> [GOAL]: From the article on the infrastructure plan, extract the passage that runs from "Neil Bradley, executive" to "it by mid-summer.", copying it word for word.

> [PASSAGE SHOWN]:
-- begin --
In announcing his plan, Biden additionally remarked: “It’s time to build our economy from the bottom up and the middle out.” He said that if his proposal wins Congressional passage, it will allow the U.S. to become the “strongest, most resilient innovative economy in the world.”

The President said he wants to pay for the plan partly through raising the nation’s current corporate tax rate from 21% to 28%.

Some analysts have said that the tax raise could bring in up to $2 trillion in revenue in the next decade and a half.

In a statement, Stephen Sandherr, chief executive officer of the Associated General Contractors of America, said Biden was right to “focus on rebuilding a broad range of aging and overburdened infrastructure and modernizing buildings.”

But Sandherr added that the package is weighed down by a “host of labor and regulatory measures that will hurt workers and offset many of the economic benefits of these new infrastructure investments.”

Neil Bradley, executive vice president of the U.S. Chamber of Commerce, remarked: “The proposal is dangerously misguided when it comes to how to pay for infrastructure,” adding that the proposed tax increases will “slow the economic recovery and make the U.S. less competitive globally—the exact opposite of the goals of the infrastructure plan.”

Applauding the initiative, Mary Joyce Ivers, president of the American Public Works Association, said the infrastructure investment presented in the plan will provide, “a successful foundation to safeguard the essential public works services counted upon by our citizenry.”

Members of Congress will now be tasked with reviewing Biden’s proposal, with the possibility of passing it by mid-summer.
-- end --
> [Image boundary labeling items]:
-- begin --
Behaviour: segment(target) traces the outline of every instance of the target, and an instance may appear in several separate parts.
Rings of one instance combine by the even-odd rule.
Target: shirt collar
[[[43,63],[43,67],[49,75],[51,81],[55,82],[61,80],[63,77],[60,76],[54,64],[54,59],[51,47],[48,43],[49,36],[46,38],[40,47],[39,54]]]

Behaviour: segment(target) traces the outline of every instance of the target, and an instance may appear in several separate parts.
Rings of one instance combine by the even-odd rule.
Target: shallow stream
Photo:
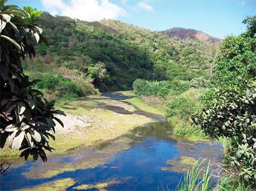
[[[131,97],[103,96],[123,102]],[[105,109],[131,114],[116,108]],[[135,112],[157,120],[97,148],[51,156],[46,163],[14,163],[0,177],[0,190],[172,190],[198,159],[221,160],[220,144],[173,136],[163,117],[139,109]]]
-- end --
> [EXERCISE RESULT]:
Neil Bradley, executive vice president of the U.S. Chamber of Commerce, remarked: “The proposal is dangerously misguided when it comes to how to pay for infrastructure,” adding that the proposed tax increases will “slow the economic recovery and make the U.S. less competitive globally—the exact opposite of the goals of the infrastructure plan.”

Applauding the initiative, Mary Joyce Ivers, president of the American Public Works Association, said the infrastructure investment presented in the plan will provide, “a successful foundation to safeguard the essential public works services counted upon by our citizenry.”

Members of Congress will now be tasked with reviewing Biden’s proposal, with the possibility of passing it by mid-summer.